___ Page extract

|
Our compiler, referred to as a 'single source' compiler,
is a parallelizing, simdizing compiler, which generates from a single
C or Fortran input source file, multiple binaries targetting the PPE and
SPE processing elements. Our goal in this compiler is to generate highly
optimized code for the multiple levels of parallelism while providing
an abstraction of the underlying architectural intricacies, thus allowing
the user to develop applications for a parallel architecture with a single
shared memory image.
At the core of our compilation strategy is our technique
for abstracting the small local memories of the SPE.Each SPE has a 256k
local memory which is used for both data and instructions. An SPE can
directly access only its local store, requiring a DMA transfer whenever
it reads or writes locations in the shared system memory. This imposes
significant burden on the programmer, especially for large programs accessing
significant amounts of data. Our compiler-controlled software-cache,
memory hierarchy optimizations and code partitioning techniques
assume all data resides in shared system memory, and enables automatic
transfer of code and data while preserving coherence across all the local
SPE memories and system memory. This infrastructure provides the underpinning
for enabling parallelism across the Cell processing elements. Our current
compiler enables this via OpenMP Pragmas, but our techniques will
easily support the existing auto-parallelization techniques in the compiler
framework. Other parallelization paradigms such as UPC could be developed
on this framework.

|

______
___ Entries shown

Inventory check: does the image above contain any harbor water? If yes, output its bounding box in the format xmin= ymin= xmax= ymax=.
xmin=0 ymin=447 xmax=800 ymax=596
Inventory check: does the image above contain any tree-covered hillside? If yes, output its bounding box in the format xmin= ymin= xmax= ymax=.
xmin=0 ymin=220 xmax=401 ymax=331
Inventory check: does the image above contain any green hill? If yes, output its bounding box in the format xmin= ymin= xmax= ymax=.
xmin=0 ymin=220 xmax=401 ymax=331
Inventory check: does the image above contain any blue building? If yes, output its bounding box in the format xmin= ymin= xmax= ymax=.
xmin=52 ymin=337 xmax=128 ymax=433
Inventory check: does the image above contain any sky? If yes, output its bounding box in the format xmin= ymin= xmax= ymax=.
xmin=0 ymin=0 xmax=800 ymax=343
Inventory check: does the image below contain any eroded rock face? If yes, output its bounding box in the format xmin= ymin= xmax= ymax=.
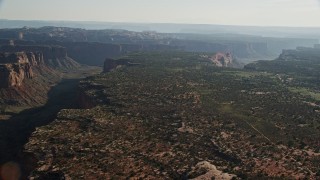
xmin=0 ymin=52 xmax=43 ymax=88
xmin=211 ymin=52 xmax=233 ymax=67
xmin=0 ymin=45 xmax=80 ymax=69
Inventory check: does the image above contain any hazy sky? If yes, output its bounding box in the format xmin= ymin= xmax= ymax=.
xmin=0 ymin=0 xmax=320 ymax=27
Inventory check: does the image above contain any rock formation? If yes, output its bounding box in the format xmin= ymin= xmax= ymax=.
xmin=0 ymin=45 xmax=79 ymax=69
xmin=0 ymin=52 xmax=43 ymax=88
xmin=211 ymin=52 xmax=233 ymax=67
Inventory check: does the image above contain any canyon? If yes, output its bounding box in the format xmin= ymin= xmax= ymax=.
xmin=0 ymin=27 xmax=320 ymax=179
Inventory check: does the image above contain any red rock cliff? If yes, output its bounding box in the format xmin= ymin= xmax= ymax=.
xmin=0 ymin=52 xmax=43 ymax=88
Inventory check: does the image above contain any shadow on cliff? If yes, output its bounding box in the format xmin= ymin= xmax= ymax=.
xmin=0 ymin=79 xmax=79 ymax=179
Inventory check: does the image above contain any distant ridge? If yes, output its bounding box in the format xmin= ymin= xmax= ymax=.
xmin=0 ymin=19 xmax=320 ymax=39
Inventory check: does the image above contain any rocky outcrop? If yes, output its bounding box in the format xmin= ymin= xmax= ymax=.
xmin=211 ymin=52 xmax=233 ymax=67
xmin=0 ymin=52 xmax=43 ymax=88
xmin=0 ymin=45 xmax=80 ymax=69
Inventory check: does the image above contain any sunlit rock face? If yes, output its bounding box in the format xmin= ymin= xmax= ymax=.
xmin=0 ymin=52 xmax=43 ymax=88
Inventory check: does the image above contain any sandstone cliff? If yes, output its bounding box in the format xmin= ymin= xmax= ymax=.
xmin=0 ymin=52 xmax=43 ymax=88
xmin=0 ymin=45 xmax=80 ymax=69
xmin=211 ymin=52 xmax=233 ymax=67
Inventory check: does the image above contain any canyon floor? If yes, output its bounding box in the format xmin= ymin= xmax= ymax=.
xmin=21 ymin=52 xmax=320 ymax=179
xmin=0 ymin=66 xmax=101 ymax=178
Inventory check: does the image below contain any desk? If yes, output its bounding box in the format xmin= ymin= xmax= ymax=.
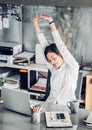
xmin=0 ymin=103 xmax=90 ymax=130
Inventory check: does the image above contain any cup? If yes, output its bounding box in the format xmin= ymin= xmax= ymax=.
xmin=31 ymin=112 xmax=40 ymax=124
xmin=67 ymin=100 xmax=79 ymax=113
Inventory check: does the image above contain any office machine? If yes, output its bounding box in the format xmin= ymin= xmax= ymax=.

______

Work to complete: In the page extract, which three techniques assume that all data resides in shared system memory? The lines after the page extract are separate material.

Exercise result:
- compiler-controlled software-cache
- memory hierarchy optimizations
- code partitioning techniques